Excerpted passage –

The end of development cooperation?

01 August, 2025

Opening Address given by Council member Masood Ahmed at 2025 Annual Bank Conference on Development Economics, 'Development in the Age of Populism'

 

I do not subscribe to the increasingly fashionable view that the current crisis represents the end of international development cooperation. For want of better terms, traditional donor countries and traditional developing countries will continue to cooperate on a range of issues. First, because they face both old and new shared challenges that can only be solved through collective action. Think of long-standing rules for international trade or the more recent focus on global issues like climate change, biodiversity loss, and pandemic prevention. Second, because, notwithstanding what the tabloids will shout, solidarity remains a widely shared public value. People want to help in humanitarian catastrophes, natural disasters, or when they see other human beings coping with extreme poverty or deprivation. And third, because development assistance continues to be a tool of broader international engagement in support of mutual interest projects for both provider and recipient countries.

So, development cooperation will continue, but I also believe that the way in which this cooperation takes place will be very, very different going forward. The model that has been the dominant framework for development cooperation for over a generation – characterised by North to South aid flows and associated conditionality – has now run its course. It won’t disappear all at once or everywhere at the same pace, but the direction of travel is irreversible, and the sooner we adapt our thinking to recognising that trend, the more productive and impactful our work will be.

About this exercise – Revise the part of the development cooperation address that opens with the words containing "So, development cooperation" and closes with "work will be.", replacing "irreversible" with "unmistakable". The data has nothing to do with the address above.

Given data –
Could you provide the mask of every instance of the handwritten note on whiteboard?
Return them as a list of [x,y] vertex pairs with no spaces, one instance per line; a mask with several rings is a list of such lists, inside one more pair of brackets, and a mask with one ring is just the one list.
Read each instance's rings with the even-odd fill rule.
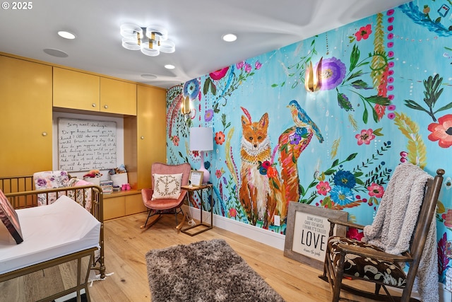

Answer section –
So, development cooperation will continue, but I also believe that the way in which this cooperation takes place will be very, very different going forward. The model that has been the dominant framework for development cooperation for over a generation – characterised by North to South aid flows and associated conditionality – has now run its course. It won’t disappear all at once or everywhere at the same pace, but the direction of travel is unmistakable, and the sooner we adapt our thinking to recognising that trend, the more productive and impactful our work will be.